Re: Same dataset match-merge-count?

Hans · Posted 04-27-2011 03:47 PM

Hi,

I was hoping someone could point me to what procedures / coding to use conceptually as I'm having trouble figuring out how to get started on the following and have been stumped all day trying to figure out this:

I have a database consisting of ~100M observations that is sorted by Journal, Article, Volume, and Issue. I want to get Journal-Article counts which I know how to do with a PROC SQL operation, however, the problem is the Article has misspellings for what is essentially the same article and I need to write a clean up code.

In regards to cleaning the code, we have variables in the dataset: PubDate, StartDate, FirstWordArticle, FirstWordAuthor. I want to compare each record to all of the other records within the same journal in the same dataset to see if there is a match on at least 3 of these 4 variables, if so then I want to somehow standardize the ArticleTitle to take the value of the most frequent distinct ArticleTitle found within this group of matches if any spelling variations are found for ArticleTitle. The end goal is to hopefully produce a more realistic top journal-article count for reporting purposes.

I'm not sure what procedures or coding templates to use / refer to in order to start to go about doing this, if anyone has any tips it would be greatly appreciated...

art297 · Posted 04-27-2011 06:25 PM

It would help if you can provide a small sample dataset that contains some of the discrepancies you are trying to capture.

Regardless, I would start by converting everything to upper case. Then, some of the fuzzy matching techniques may be all that you need.

Art

Ksharp · Posted 04-27-2011 10:51 PM

You need special operator =* which is to sound like sth.
[pre]
where name =* 'peter';
[/pre]
Name is to sound like Peter.

Or can use function spedis() which has more control about variable.

Ksharp

Hans · Posted 04-28-2011 10:59 AM

Art / Ksharp, thanks for your help.

Art -

The data has already been trimmed and upper cased, I also COMPRESS out any dashes.

An example of some observations would be (sorry if text wraps):

Obs JournalTitle ArticleTitle Volume Issue PubYear StartPage FirstWordArticle FirstWordAuthor

1 LANCET BETA CAROTENE DEFICIENCY 324 1 2005 131 BETA SILMAN
2 LANCET B CAROTENE DEF 324 1 2005 131 B SILMAN
3 LANCET THROMBOSIS AND NEUROPATHY 2006 THROMBOSIS
4 SCIENCE IMMUNOGLOBULIN ALLOTYPES 11 4 2005 IMMUNOGLOBULIN RHYS

Note that obs 1 & 2 are basically really the same article which is the point of the clean up to attempt to correct irregular article spellings.

The problem is that I need to do the cleanup on a dataset that has ~100 mil observations across around 200k distinct journals. Article cleanups should be specific to each journal so that I don't accidentally clean an article from another journal.

◆ **Information given**

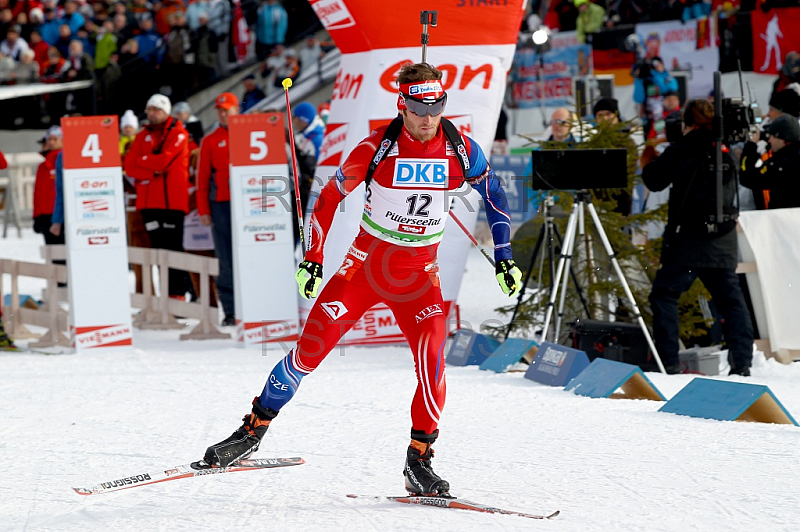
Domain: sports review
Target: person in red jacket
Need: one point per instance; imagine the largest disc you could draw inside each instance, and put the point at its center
--
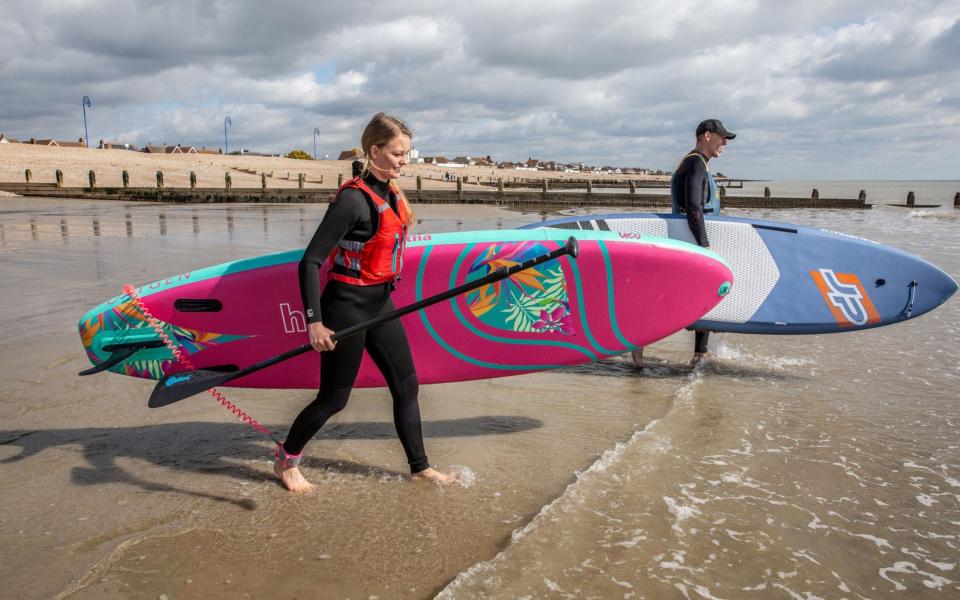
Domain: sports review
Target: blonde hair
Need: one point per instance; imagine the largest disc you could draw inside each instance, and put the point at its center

◆ **What you will do**
**A)** In the thread on cleaning article titles, on how many of the four comparison variables must records match to count as the same article?
**B)** Resume the thread on cleaning article titles, picking up right after its final sentence.
The entries play no part in this exercise.

◆ **Answers to the tasks**
**A)** At least three of the four variables.

**B)**
Ksharp - Yes I was thinking of doing a SPEDIS function as an alternative to scoring, however to my understanding the function requires an entry to look for within the function i.e. Value = spedis(ArticleTitle, 'IMMUNOGLOBULIN ALLOTYPES'); I would need to restrict it so that it only runs within the same journal, and also I would need some way of automatically feeding in the different article values that are present within each journal against all the other records in the same journal to do the fuzzy match, and don't really know how to conceptualize how to go about that.

Any advice / thoughts are appreciated. Thanks for your help... Message was edited by: Hans

art297 · Posted 04-28-2011 01:03 PM

Hans,

First of all, if you're budget can take it, you might want to look into the SAS product called dataflux. It might provide your best solution.

That said, some nice examples of using fuzzy logic can be found in TIP00000 near the top of the page at: http://www.sconsig.com/sastip.htm

I would think that you'll want to start by first cleaning up journal names. The following is oversimplified (and, admittedly, not very good coding practice), but it might give you some direction:
[pre]
data have;
informat ArticleTitle $30.;
informat FirstWordArticle $20.;
informat FirstWordAuthor $20.;
infile cards truncover;
input JournalTitle $ ArticleTitle &
Volume Issue PubYear StartPage
FirstWordArticle FirstWordAuthor;
cards;
LANCET BETA CAROTENE DEFICIENCY 324 1 2005 131 BETA SILMAN
LANCETT B CAROTENE DEF 324 1 2005 131 B SILMAN
LANCET THROMBOSIS AND NEUROPATHY . . 2006 . THROMBOSIS
SCIENCE IMMUNOGLOBULIN ALLOTYPES 11 4 2005 . IMMUNOGLOBULIN RHYS
;

proc sql noprint;
create table journals as
select unique JournalTitle
from have
;
quit;

proc transpose data=journals out=test;
var JournalTitle;
run;

data test (drop=hold);
array title(*) $30. col1-col3;
set test;
do i=1 to 3;
if i gt 1 then do;
hold=title(i);
title(i)=title(1);
title(1)=hold;
end;
output;
end;
run;

data test;
array title(*) $30. col1-col3;
array score(2);
set test;
do i=2 to 3;
score(i-1)=spedis(title(1),title(i));
end;
run;
[/pre]

HTH,
Art

Ksharp · Posted 04-29-2011 03:01 AM

I code some.Hope will you a little bit.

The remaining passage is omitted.